Datos sin procesar:
--- --- ---

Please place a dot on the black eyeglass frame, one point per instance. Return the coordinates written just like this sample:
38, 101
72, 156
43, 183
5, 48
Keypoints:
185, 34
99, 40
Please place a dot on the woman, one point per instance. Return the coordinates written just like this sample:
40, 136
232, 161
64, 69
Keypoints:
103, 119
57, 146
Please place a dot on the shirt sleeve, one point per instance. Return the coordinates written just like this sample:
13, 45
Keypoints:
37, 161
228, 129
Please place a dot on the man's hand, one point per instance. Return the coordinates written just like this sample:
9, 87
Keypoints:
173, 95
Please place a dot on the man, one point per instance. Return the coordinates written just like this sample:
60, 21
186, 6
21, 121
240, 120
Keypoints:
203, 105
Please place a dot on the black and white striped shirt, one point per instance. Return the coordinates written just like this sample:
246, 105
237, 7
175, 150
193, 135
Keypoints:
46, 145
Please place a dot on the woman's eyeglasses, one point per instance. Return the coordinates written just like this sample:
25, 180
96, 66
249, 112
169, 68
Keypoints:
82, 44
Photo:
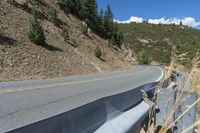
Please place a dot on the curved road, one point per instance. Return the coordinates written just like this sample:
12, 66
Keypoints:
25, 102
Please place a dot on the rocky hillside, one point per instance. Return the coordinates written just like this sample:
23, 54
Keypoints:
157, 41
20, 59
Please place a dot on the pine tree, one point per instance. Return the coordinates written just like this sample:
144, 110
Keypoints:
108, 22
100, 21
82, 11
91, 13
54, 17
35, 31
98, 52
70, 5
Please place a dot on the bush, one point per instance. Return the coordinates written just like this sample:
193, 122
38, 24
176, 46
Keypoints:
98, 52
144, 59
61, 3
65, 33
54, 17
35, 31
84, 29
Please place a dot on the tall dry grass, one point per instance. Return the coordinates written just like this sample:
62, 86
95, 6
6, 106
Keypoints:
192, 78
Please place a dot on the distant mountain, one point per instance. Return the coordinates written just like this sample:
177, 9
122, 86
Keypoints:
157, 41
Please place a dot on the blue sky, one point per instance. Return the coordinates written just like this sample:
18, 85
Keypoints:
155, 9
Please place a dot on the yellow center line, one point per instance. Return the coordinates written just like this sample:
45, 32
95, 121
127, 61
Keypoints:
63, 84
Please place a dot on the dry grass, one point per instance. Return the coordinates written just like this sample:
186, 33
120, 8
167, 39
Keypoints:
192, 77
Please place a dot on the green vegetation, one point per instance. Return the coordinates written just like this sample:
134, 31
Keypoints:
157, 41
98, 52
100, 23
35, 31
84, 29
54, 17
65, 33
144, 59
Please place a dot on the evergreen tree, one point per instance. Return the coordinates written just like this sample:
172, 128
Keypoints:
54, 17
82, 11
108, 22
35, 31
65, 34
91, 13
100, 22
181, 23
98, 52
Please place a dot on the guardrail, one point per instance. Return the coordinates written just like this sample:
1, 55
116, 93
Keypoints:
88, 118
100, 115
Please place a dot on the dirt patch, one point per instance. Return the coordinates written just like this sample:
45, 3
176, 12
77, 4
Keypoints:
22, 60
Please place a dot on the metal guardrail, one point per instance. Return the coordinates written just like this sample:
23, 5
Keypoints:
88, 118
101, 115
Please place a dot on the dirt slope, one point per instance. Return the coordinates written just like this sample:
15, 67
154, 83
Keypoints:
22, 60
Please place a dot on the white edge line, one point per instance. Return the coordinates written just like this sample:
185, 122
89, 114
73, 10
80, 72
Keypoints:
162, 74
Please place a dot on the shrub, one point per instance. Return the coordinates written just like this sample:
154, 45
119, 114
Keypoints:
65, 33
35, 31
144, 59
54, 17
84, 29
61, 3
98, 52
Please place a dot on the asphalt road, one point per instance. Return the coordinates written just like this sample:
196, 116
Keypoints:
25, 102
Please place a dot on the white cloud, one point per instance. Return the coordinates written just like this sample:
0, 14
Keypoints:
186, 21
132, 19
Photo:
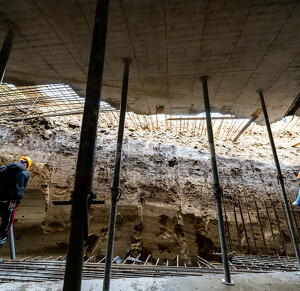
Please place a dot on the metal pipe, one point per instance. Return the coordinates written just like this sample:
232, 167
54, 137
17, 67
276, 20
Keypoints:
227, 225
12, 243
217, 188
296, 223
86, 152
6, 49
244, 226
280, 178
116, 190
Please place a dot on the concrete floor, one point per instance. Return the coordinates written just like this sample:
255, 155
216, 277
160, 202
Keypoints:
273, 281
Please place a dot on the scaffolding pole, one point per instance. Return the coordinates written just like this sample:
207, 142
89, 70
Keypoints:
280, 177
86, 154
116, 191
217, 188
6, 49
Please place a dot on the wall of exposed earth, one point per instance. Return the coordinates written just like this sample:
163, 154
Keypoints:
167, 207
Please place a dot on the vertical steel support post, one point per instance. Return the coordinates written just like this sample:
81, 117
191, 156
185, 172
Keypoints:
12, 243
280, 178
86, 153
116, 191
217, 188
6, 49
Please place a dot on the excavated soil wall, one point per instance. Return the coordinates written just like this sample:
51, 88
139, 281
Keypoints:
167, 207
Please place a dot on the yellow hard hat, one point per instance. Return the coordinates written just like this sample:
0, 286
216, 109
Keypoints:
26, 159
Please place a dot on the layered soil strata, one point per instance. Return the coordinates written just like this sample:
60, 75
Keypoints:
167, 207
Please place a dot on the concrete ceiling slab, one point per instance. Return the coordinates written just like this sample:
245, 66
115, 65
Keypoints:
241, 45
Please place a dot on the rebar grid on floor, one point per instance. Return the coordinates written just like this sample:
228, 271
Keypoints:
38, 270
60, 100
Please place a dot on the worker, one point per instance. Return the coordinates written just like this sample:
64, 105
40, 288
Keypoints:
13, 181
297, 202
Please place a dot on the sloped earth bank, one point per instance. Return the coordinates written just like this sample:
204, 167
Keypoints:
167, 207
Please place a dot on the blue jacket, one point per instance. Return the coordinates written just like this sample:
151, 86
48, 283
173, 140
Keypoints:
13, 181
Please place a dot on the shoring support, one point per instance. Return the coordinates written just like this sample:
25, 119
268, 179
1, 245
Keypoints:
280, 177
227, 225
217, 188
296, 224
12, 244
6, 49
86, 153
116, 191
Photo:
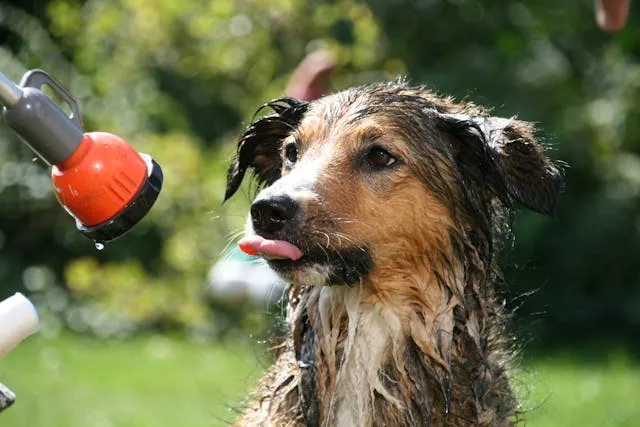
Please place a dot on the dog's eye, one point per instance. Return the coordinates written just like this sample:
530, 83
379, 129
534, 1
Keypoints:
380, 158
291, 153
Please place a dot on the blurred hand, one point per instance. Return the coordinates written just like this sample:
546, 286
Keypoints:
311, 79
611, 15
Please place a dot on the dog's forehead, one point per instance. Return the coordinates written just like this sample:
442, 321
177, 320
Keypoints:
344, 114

--- --- ---

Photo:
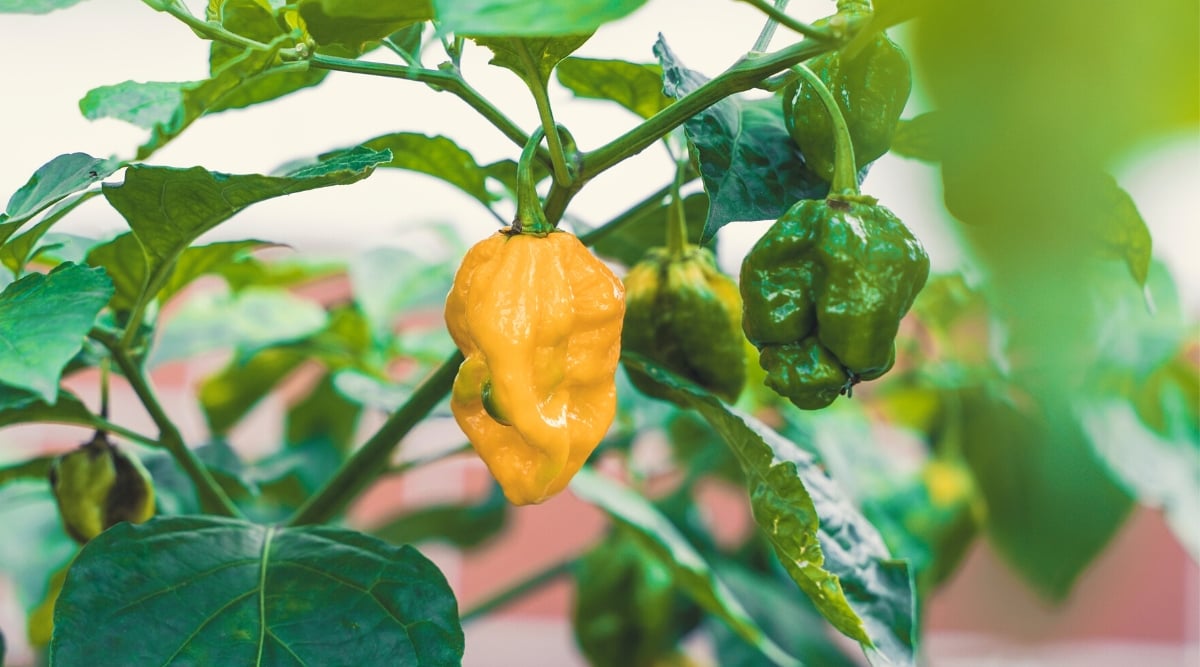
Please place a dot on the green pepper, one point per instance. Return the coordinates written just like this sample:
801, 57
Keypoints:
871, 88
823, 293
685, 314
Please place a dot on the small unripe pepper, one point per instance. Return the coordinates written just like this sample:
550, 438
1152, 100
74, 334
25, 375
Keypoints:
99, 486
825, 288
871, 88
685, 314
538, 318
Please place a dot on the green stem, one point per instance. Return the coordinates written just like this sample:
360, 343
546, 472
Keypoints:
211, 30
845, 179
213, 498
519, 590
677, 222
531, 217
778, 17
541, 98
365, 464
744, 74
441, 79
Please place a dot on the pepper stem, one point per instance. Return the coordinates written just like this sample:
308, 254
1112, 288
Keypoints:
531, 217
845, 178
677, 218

--- --- ---

Tarea: Identifica en los registros todas las líneas que contienen la palabra "support" y cópialas.

Solución:
Please place a dot on the vertical steel support post, one point per instance. Return the coordinates written just like this sample:
Please place a dot on the shoring support, one point per instance. Return the coordinates written just like this sample:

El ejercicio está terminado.